> Requirement
Word for word, please restate the lines from the beginning of the data through the line in which "<point>744,602</point>" appears.

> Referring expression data
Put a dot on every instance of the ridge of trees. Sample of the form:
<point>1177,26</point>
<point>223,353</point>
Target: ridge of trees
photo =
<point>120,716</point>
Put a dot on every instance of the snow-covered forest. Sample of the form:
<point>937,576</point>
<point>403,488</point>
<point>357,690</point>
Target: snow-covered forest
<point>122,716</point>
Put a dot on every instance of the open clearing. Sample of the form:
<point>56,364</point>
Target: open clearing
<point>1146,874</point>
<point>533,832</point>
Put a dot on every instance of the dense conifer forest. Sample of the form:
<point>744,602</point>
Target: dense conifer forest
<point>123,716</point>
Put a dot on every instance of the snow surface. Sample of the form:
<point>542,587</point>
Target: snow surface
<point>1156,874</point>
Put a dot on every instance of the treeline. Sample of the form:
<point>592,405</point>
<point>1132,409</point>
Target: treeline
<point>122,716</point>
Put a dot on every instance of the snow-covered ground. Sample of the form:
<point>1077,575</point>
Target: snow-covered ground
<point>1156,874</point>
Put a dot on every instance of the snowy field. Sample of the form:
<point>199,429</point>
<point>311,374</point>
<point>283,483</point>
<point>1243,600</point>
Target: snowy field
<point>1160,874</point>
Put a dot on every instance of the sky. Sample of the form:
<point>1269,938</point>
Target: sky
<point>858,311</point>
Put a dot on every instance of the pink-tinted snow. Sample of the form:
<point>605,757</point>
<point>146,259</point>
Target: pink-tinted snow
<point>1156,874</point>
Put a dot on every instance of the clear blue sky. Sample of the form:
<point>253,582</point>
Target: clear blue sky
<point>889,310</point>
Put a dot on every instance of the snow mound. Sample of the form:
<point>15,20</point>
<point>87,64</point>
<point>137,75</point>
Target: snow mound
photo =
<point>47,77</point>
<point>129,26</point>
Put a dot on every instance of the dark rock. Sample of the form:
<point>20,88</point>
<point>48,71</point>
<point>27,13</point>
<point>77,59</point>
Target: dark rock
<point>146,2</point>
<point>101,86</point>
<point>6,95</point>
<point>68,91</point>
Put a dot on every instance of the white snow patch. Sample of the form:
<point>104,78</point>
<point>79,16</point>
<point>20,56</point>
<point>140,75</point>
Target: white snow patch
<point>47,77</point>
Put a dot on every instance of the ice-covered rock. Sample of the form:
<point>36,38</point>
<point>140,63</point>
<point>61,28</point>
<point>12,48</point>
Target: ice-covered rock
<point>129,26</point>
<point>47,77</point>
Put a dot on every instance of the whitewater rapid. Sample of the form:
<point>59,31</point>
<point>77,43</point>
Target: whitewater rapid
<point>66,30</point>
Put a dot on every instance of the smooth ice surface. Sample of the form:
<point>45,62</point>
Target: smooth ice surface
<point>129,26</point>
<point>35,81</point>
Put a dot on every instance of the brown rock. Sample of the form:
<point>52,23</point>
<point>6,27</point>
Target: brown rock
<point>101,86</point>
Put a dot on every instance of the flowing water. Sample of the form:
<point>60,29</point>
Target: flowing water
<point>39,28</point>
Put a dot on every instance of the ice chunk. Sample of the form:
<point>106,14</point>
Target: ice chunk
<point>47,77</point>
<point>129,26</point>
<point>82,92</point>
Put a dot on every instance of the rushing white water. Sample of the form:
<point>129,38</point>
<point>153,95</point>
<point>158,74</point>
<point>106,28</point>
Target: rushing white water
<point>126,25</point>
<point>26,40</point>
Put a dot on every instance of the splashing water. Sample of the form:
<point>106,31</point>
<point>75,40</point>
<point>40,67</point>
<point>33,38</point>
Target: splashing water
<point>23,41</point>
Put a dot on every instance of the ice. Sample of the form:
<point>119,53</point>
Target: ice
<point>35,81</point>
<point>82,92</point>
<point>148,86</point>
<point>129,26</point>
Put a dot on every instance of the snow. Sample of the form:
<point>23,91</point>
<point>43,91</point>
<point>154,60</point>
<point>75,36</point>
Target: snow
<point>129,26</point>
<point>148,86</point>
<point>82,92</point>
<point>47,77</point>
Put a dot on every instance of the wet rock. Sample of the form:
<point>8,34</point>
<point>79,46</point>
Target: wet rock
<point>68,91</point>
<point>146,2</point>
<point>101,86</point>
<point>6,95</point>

> Solution to this exercise
Put a dot on every instance of the ridge of trees. Sample of the form:
<point>1177,26</point>
<point>223,353</point>
Target: ridge of trees
photo =
<point>120,716</point>
Put a dot on every instance of the snow-covered forest. Sample of the form:
<point>937,576</point>
<point>403,488</point>
<point>357,690</point>
Target: snow-covered forest
<point>122,716</point>
Put a dot on every instance of the open clearing. Sample of the form:
<point>56,364</point>
Target: open clearing
<point>1146,874</point>
<point>533,832</point>
Put a dot on every instance of the dense conifer forest. Sample of the form:
<point>744,602</point>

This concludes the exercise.